▸ Exercise details
In every entry below, swap each "target" for "object", leave everything else unchanged, and omit the pictures from your reply.

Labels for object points

★ ★ ★ ★

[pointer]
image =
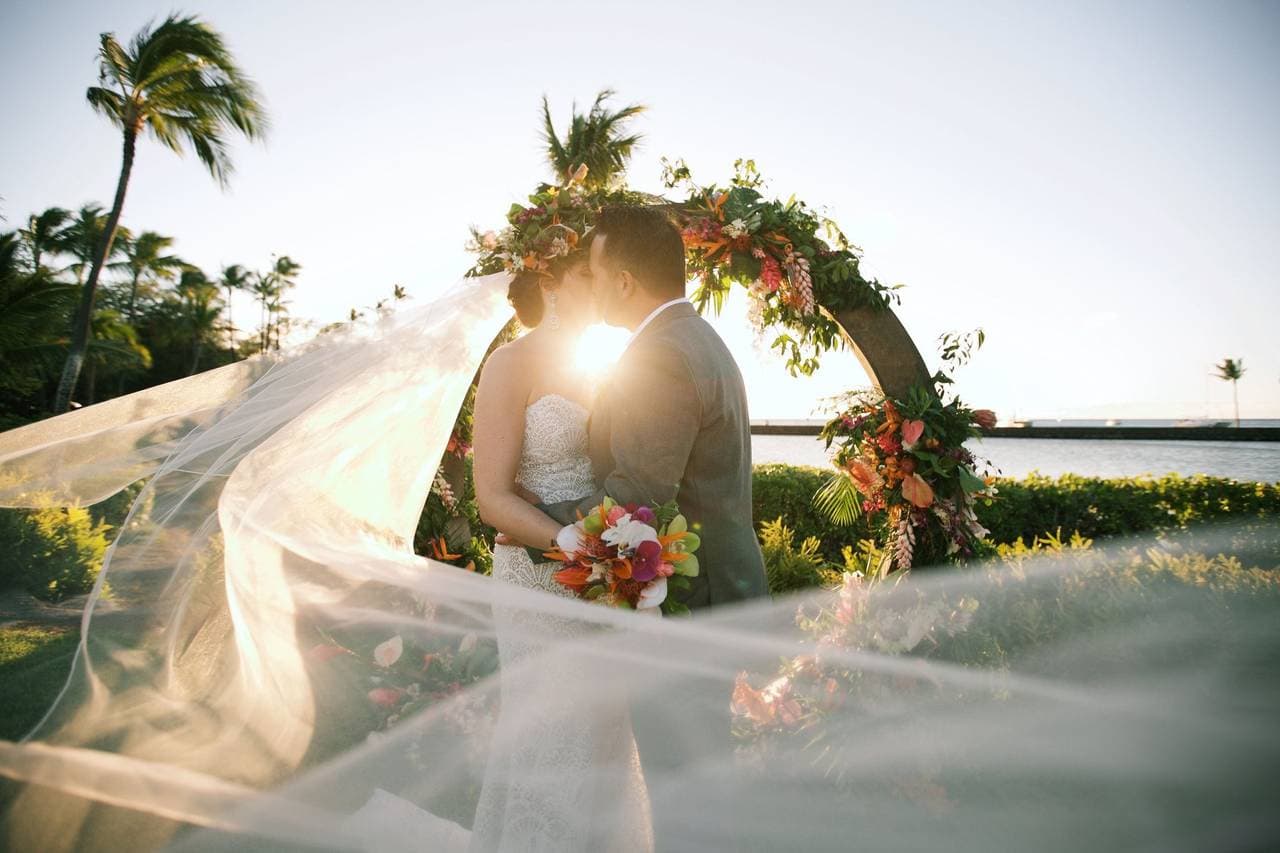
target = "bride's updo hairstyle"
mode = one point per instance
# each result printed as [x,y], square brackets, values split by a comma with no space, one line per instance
[525,291]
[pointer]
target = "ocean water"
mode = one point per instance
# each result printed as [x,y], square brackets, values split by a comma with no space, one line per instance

★ ★ ★ ★

▸ Answer below
[pointer]
image =
object = "bride's updo hairstyle"
mode = one point per instance
# each result printed as [x,y], square brackets, values split by a comma with no space, one line per instance
[525,291]
[pointer]
object = "ocean water"
mode = one point per instance
# each result printed as [x,y], square brackets, values split by a comma with no space, one line per instance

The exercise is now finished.